- Directions for this task -
Please rewrite the items below, replacing each "frame" with "image" and leaving everything else unchanged. Omit the pictures from your version.

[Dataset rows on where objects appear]

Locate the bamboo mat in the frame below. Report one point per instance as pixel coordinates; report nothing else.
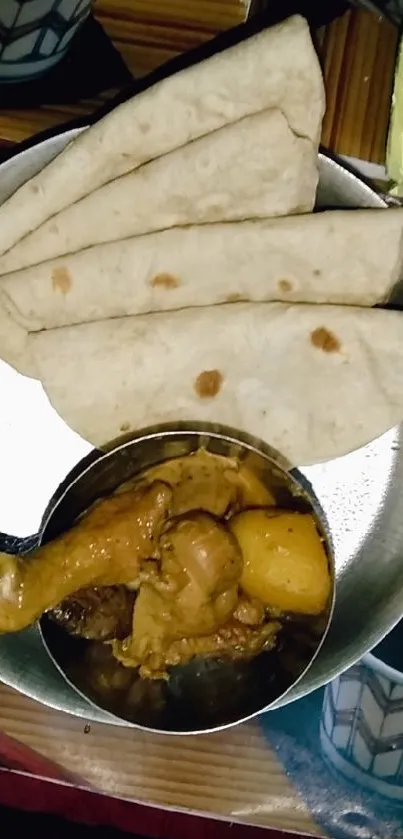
(233, 775)
(357, 52)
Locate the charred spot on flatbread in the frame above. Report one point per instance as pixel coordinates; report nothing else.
(325, 340)
(208, 384)
(236, 298)
(285, 285)
(165, 280)
(61, 280)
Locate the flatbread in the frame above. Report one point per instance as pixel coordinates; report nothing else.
(315, 382)
(253, 168)
(276, 68)
(329, 257)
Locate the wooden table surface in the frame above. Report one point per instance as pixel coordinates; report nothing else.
(357, 52)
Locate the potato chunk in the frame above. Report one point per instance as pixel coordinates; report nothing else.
(285, 563)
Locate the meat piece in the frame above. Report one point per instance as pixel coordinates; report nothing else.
(105, 547)
(250, 612)
(201, 565)
(234, 640)
(97, 614)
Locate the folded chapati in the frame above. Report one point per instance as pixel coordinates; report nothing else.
(276, 68)
(329, 257)
(252, 168)
(313, 381)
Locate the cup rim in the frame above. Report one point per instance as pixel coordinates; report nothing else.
(383, 669)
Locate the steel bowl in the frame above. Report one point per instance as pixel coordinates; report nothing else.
(361, 495)
(206, 694)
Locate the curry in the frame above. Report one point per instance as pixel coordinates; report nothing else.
(192, 558)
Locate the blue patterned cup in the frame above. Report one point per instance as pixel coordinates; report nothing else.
(361, 728)
(36, 34)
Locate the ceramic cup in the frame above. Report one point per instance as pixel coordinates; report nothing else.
(35, 35)
(361, 728)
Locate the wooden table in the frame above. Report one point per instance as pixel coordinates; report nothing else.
(357, 51)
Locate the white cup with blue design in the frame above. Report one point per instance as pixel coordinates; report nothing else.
(36, 34)
(361, 728)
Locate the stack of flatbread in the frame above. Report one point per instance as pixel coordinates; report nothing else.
(167, 265)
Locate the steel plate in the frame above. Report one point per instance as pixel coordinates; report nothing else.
(362, 496)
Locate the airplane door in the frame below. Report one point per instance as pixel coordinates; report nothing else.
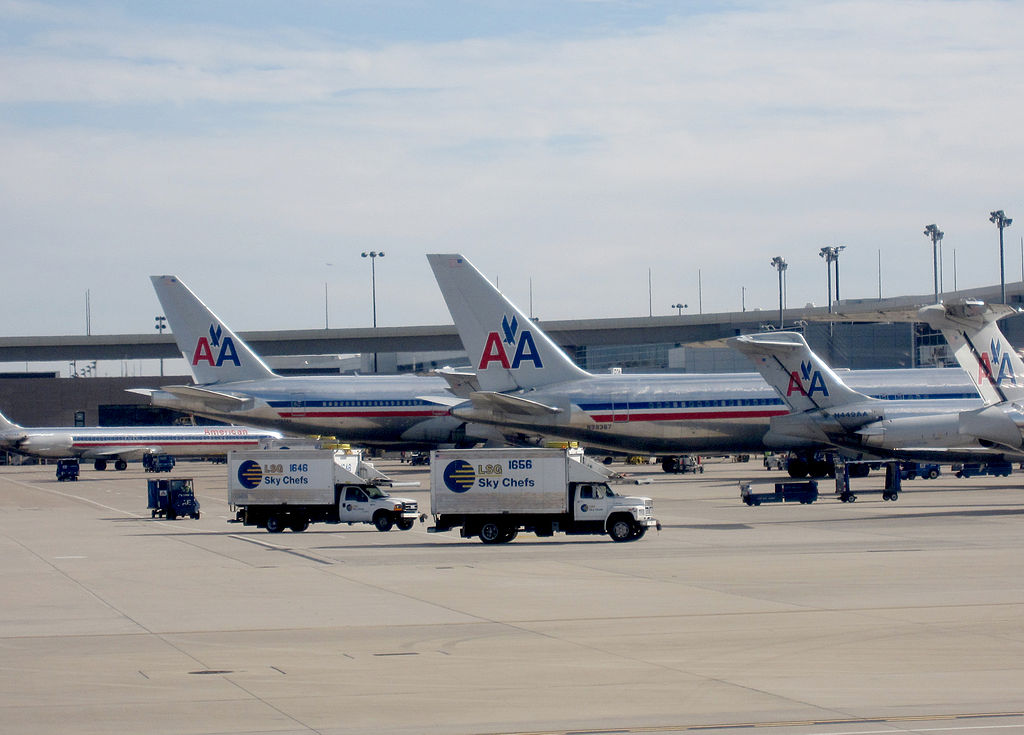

- Exercise answer -
Locate the bamboo mat in the image below. Report one point per instance as pixel coordinates; report nothing else.
(233, 775)
(357, 52)
Locate the charred spot on flatbread in the image above. Report one point per instance as pixel coordinates; report nothing else.
(325, 340)
(208, 384)
(236, 298)
(285, 285)
(165, 280)
(61, 280)
Locate the flatbread in the image above. Report one point per instance as pixel coordinates; report nothing else.
(315, 382)
(253, 168)
(276, 68)
(329, 257)
Locate the wooden table surface in the image above. Report one point per instance as pixel coordinates; report nothing else.
(357, 52)
Locate the potato chunk in the image above. Report one point per instance as pixel coordinates; report nothing else.
(285, 563)
Locate the meat piece in the image above. Report one point per instance as pixel coordinates; report nothing else.
(105, 547)
(250, 612)
(201, 565)
(234, 640)
(97, 614)
Locate the folded chapati in the image above. Report one point per instance as pixel coordinates; report nothing else.
(276, 68)
(329, 257)
(252, 168)
(313, 381)
Locate the cup rim in the image above. Report one point per instance as pixel coordinates; report nothing else.
(383, 669)
Locate the steel bowl in the image above. Report one point per instance as pixel coordinates; report nothing else.
(361, 495)
(206, 694)
Locate the curry in the image above. Report one point per instance as pixel coordinates; report nothing else.
(192, 558)
Locate the blue patterned cup in the image above. Report one point per instance as pixel coordinates; report nothing else.
(361, 728)
(36, 34)
Locate the ceramic cup in the image above. Report one point per instance as pixel coordinates; report nothing else.
(35, 35)
(361, 728)
Locate the wooden table in the image above. Report one point per instance as pixel coordinates; report nothing else.
(357, 51)
Locate the white cup with blue design in the image above. Report one point per instance as pixel coordinates; report nothing else.
(36, 34)
(361, 728)
Locate the stack of flatbread in the image above. Report one point per instance as pixel coordinates; report nothing else.
(167, 265)
Locate the steel plate in the image above. Report one point per instance as pixel coordinates; report nothing else.
(362, 496)
Locate the airplane door in the image below. Report one point per instance as pixel coordinates; report nothing else.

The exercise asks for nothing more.